Source data

------------------------------------------------------------------------

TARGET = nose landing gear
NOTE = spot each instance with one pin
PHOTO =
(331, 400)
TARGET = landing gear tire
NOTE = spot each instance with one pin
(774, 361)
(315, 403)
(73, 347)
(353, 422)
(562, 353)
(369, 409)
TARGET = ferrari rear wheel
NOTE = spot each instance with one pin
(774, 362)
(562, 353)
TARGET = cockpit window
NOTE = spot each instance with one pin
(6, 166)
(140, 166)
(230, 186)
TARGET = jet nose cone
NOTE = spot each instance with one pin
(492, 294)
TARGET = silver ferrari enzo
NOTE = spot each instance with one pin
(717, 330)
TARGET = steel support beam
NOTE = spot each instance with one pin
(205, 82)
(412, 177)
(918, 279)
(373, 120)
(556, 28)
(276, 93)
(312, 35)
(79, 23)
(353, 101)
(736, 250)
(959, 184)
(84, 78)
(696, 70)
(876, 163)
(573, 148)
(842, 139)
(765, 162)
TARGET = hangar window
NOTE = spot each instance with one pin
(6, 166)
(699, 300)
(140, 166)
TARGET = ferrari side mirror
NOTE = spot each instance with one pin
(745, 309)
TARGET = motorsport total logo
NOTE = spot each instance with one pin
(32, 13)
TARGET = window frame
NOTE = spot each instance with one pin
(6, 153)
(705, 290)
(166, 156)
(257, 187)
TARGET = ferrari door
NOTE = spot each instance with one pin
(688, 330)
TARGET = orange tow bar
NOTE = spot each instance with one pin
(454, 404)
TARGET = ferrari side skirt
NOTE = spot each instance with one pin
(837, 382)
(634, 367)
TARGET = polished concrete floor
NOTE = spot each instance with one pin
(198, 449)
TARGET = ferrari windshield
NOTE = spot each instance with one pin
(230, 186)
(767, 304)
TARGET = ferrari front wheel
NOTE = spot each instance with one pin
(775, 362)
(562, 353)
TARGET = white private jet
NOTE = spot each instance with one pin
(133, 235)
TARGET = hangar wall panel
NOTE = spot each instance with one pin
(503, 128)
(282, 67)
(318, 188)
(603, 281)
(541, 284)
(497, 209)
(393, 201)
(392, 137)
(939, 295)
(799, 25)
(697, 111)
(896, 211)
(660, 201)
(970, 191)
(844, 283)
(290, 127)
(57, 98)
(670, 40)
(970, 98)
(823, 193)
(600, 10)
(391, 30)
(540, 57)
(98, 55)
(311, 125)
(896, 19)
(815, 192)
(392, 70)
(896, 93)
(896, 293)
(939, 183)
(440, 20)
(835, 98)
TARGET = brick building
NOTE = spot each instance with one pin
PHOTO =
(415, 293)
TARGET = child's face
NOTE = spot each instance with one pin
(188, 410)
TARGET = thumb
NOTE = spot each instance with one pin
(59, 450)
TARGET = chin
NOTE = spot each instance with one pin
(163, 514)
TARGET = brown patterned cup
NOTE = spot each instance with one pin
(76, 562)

------------------------------------------------------------------------

» **Challenge**:
Render all the entries above as a numbered list, leaving out any blank lines.

» **Answer to this task**:
1. TARGET = nose landing gear
2. NOTE = spot each instance with one pin
3. PHOTO =
4. (331, 400)
5. TARGET = landing gear tire
6. NOTE = spot each instance with one pin
7. (774, 361)
8. (315, 403)
9. (73, 347)
10. (353, 422)
11. (562, 353)
12. (369, 409)
13. TARGET = ferrari rear wheel
14. NOTE = spot each instance with one pin
15. (774, 362)
16. (562, 353)
17. TARGET = cockpit window
18. NOTE = spot each instance with one pin
19. (6, 166)
20. (140, 166)
21. (230, 186)
22. TARGET = jet nose cone
23. NOTE = spot each instance with one pin
24. (492, 294)
25. TARGET = silver ferrari enzo
26. NOTE = spot each instance with one pin
27. (717, 330)
28. TARGET = steel support beam
29. NOTE = spot each instance with one pin
30. (205, 82)
31. (412, 177)
32. (918, 279)
33. (373, 120)
34. (556, 28)
35. (276, 93)
36. (312, 35)
37. (79, 23)
38. (353, 101)
39. (736, 250)
40. (959, 184)
41. (84, 78)
42. (696, 70)
43. (876, 163)
44. (573, 148)
45. (842, 139)
46. (765, 162)
47. TARGET = hangar window
48. NOTE = spot each instance with one pin
49. (6, 166)
50. (699, 300)
51. (140, 166)
52. TARGET = ferrari side mirror
53. NOTE = spot each instance with one pin
54. (745, 309)
55. TARGET = motorsport total logo
56. NOTE = spot each instance with one pin
57. (32, 13)
58. TARGET = window frame
59. NOTE = spot each instance with one pin
60. (6, 153)
61. (705, 290)
62. (166, 156)
63. (257, 187)
64. TARGET = ferrari door
65. NOTE = spot each instance with one pin
66. (688, 330)
67. TARGET = orange tow bar
68. NOTE = spot each instance with one pin
69. (454, 404)
70. TARGET = ferrari side skirt
71. NOTE = spot each instance with one pin
72. (837, 382)
73. (634, 367)
74. TARGET = polished concrete floor
75. NOTE = spot each instance with one pin
76. (198, 449)
77. TARGET = ferrari windshield
78. NOTE = spot each instance with one pin
79. (230, 186)
80. (767, 304)
81. TARGET = ferrari front wheel
82. NOTE = spot each instance with one pin
83. (775, 362)
84. (562, 353)
85. TARGET = white private jet
86. NOTE = spot each instance with one pin
87. (133, 235)
88. TARGET = hangar wall panel
89. NOTE = spot each instance with one pin
90. (503, 128)
91. (282, 67)
92. (318, 188)
93. (603, 281)
94. (541, 284)
95. (497, 209)
96. (393, 201)
97. (392, 137)
98. (939, 295)
99. (799, 25)
100. (697, 111)
101. (896, 211)
102. (660, 201)
103. (970, 191)
104. (844, 283)
105. (290, 127)
106. (57, 98)
107. (670, 40)
108. (970, 98)
109. (823, 193)
110. (600, 10)
111. (391, 30)
112. (540, 57)
113. (98, 55)
114. (311, 125)
115. (896, 19)
116. (815, 192)
117. (392, 70)
118. (896, 93)
119. (896, 293)
120. (939, 183)
121. (440, 20)
122. (835, 98)
123. TARGET = brick building
124. NOTE = spot each instance with one pin
125. PHOTO =
126. (415, 293)
127. TARGET = child's face
128. NOTE = spot each instance with one pin
129. (188, 410)
130. TARGET = thumb
131. NOTE = spot each instance with one pin
132. (59, 450)
133. TARGET = chin
134. NOTE = spot each instance with one pin
135. (163, 514)
136. TARGET = brown patterned cup
137. NOTE = spot each instance with one pin
138. (76, 562)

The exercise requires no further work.